* _Written task_
Print the passage of the text about the brother's missionary application word for word, from "Just an hour" to "nearly forty years.".

--- START OF Extracted text ---

May 10, 2009
I Chose and my world was shaken,
So what?
The choice may have been mistaken...
The Choosing was not...
As I closed the bathroom door behind me, I realized I was in the midst of a time of endings and beginnings. Some I was prepared for and others I had not. Graduation and the end of my job on campus had been in sight for months, as was my impending departure for South America. My brother Darin was in a similar point in his life.
Just an hour ago, he'd made a decision that would affect the rest of his life. I sat outside the Stake President's office with my father and mother as well as my older brother's family. After several persistent months of doctor's visits, interviews, and paperwork, Darin was now prepared to submit his application to serve as an LDS missionary.
He would be the third of three boys and the third generation to go out clad in black nametag, shirt, and tie. It was a fate ascribed to us from the moment we were born. Five years ago, I'd been in his place as my brother had fifteen years ago and my father nearly forty years.

--- END OF Extracted text ---
--- START OF Raw data ---

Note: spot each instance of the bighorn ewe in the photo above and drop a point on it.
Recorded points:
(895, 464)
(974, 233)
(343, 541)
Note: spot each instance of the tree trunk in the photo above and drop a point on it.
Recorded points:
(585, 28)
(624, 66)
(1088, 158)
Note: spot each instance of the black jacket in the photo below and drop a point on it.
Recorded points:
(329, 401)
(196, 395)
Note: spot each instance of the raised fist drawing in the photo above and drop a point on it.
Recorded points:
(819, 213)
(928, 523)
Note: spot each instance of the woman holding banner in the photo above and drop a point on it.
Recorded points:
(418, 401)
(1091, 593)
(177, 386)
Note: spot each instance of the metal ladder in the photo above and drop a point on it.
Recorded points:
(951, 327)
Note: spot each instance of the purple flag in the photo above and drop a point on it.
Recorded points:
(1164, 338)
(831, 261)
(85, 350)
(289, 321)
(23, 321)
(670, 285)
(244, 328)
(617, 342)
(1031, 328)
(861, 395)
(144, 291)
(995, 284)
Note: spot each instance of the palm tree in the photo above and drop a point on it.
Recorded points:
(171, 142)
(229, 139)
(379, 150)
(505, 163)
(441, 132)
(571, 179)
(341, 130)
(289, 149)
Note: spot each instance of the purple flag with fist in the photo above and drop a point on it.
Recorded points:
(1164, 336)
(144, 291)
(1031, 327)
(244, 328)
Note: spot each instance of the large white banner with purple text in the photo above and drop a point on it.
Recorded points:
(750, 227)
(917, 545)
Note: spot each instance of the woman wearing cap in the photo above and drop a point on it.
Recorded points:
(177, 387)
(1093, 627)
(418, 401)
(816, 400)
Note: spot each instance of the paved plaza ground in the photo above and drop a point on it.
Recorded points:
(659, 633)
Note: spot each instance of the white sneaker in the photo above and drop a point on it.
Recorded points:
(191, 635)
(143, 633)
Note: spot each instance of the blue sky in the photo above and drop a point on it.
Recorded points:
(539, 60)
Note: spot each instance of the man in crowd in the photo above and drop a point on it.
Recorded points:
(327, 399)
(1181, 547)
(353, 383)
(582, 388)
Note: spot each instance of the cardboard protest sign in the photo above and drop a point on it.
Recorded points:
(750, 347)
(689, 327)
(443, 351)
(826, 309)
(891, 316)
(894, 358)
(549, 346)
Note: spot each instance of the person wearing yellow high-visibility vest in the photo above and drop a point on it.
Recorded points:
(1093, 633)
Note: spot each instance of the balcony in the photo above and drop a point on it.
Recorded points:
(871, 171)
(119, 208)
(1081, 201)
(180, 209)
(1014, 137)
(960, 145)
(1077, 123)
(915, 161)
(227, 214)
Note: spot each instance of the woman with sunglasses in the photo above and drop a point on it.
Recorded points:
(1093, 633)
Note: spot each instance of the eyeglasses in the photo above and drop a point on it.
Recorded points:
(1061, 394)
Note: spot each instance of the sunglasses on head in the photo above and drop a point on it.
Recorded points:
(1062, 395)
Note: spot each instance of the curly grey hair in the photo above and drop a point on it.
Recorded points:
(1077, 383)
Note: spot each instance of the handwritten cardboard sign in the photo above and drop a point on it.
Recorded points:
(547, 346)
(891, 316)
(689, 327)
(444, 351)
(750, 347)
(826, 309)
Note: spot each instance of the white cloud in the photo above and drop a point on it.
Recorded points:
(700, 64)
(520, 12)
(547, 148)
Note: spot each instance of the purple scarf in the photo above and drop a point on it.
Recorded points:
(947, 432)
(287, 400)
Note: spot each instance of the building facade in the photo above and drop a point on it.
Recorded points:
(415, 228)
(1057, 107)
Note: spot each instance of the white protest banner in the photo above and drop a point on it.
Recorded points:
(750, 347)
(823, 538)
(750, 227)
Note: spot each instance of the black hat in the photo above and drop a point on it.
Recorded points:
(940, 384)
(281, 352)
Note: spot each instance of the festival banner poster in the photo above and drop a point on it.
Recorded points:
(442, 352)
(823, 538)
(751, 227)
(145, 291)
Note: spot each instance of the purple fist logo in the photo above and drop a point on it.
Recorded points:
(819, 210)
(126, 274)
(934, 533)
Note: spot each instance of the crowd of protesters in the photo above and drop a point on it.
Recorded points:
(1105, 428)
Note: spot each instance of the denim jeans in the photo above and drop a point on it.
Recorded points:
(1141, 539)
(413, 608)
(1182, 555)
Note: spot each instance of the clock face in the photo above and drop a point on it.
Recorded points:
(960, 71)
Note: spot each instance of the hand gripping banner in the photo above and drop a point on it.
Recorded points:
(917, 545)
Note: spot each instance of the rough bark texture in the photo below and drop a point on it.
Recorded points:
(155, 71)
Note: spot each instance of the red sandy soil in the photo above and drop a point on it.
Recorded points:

--- END OF Raw data ---

* _Completed exercise_
Just an hour ago, he'd made a decision that would affect the rest of his life. I sat outside the Stake President's office with my father and mother as well as my older brother's family. After several persistent months of doctor's visits, interviews, and paperwork, Darin was now prepared to submit his application to serve as an LDS missionary.
He would be the third of three boys and the third generation to go out clad in black nametag, shirt, and tie. It was a fate ascribed to us from the moment we were born. Five years ago, I'd been in his place as my brother had fifteen years ago and my father nearly forty years.